• Task to carry out
Copy out the line that contains "Look at the photo above. For each instance of the sofa" and the lines after it through the final one in the entries below, exactly, with no other lines.

-------- Task inputs --------

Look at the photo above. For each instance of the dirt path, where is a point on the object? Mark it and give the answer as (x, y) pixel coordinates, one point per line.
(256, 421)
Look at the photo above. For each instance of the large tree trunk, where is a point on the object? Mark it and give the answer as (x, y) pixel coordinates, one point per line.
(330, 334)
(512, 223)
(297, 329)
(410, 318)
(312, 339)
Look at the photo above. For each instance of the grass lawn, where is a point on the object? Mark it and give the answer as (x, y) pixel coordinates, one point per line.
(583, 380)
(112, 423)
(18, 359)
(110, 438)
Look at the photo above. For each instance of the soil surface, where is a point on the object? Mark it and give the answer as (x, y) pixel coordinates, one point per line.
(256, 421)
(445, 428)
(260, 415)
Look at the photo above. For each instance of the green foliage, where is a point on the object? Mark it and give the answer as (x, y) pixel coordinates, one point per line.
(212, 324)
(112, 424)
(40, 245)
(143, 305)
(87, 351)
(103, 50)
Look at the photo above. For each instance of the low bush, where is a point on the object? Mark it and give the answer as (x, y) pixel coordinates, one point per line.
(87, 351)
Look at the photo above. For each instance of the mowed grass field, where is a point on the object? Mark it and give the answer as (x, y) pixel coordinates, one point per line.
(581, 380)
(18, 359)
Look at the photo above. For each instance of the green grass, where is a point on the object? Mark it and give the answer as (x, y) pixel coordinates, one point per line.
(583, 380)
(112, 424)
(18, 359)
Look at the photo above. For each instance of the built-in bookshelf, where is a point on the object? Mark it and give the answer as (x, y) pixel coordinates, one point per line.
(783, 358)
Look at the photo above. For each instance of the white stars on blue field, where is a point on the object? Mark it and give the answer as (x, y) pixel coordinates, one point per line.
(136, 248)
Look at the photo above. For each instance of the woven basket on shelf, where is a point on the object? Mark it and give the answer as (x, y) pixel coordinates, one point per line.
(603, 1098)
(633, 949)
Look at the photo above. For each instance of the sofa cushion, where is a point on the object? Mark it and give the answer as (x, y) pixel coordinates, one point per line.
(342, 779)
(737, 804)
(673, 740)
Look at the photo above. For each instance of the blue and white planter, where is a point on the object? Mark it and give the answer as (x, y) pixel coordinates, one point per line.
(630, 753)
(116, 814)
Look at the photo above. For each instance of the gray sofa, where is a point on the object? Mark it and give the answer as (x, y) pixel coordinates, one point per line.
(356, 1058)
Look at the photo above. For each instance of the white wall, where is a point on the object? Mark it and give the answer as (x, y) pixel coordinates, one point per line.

--------

• Result of this exercise
Look at the photo above. For each instance of the sofa cushion, where is a point on the object? Mark it and give the answer as (x, y) pixel coordinates, one point per line.
(342, 779)
(737, 804)
(673, 740)
Look at the photo above. For each instance of the blue and white planter, where is a point on the object? Mark it and give the answer as (x, y) pixel coordinates, one point per line.
(630, 753)
(116, 814)
Look at the photo above. For each instance of the gray sofa, where is a point on the object? Mark it and give the answer as (x, y) pixel coordinates, one point per line.
(356, 1058)
Look at the photo above. For each instance of the white wall, where is a point on the object? Mark it and give the answer as (x, y) pixel coordinates, one point per line.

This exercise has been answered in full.